Activity:
Find "Query: rock in front of deck" and "Query: chair leg" in the records below. Copy the lines holding them and every line between, exactly, and no others.

Data supplied:
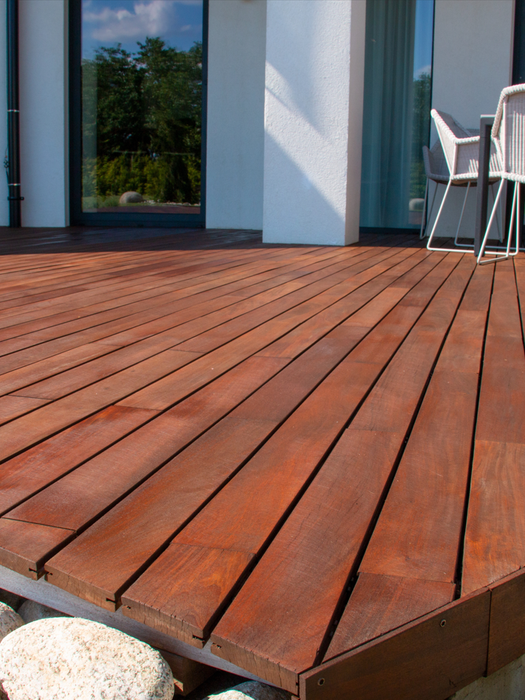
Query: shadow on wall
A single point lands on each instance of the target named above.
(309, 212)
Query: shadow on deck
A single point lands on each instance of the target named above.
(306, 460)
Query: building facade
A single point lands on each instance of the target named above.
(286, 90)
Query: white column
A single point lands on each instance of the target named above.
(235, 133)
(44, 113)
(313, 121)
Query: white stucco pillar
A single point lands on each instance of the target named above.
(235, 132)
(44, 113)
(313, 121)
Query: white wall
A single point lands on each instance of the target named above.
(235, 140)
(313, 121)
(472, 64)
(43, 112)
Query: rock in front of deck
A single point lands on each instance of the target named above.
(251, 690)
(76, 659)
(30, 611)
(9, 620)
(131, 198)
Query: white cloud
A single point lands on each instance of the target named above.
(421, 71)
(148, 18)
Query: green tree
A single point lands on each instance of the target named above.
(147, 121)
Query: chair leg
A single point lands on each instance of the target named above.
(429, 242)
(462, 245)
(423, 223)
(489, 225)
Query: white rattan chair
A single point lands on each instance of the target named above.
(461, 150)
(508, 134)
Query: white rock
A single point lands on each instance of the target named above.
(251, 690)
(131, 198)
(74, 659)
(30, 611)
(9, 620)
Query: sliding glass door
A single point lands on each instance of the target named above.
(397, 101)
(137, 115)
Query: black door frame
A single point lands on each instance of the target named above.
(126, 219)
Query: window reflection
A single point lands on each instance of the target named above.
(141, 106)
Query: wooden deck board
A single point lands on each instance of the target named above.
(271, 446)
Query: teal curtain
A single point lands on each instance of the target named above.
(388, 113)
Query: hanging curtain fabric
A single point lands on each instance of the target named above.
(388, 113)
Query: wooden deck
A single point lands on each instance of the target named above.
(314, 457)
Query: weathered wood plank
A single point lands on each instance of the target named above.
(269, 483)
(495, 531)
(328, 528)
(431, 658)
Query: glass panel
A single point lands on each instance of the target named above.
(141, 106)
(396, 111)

Response to the exercise:
Query: rock in front of deck
A single point lands on each instance of the target named above.
(251, 690)
(76, 659)
(30, 611)
(9, 620)
(131, 198)
Query: white cloud
A single point lands on each instance of the target named above.
(421, 71)
(148, 18)
Query: green tree
A single point lands on each instance of the target named above.
(147, 121)
Query: chair leg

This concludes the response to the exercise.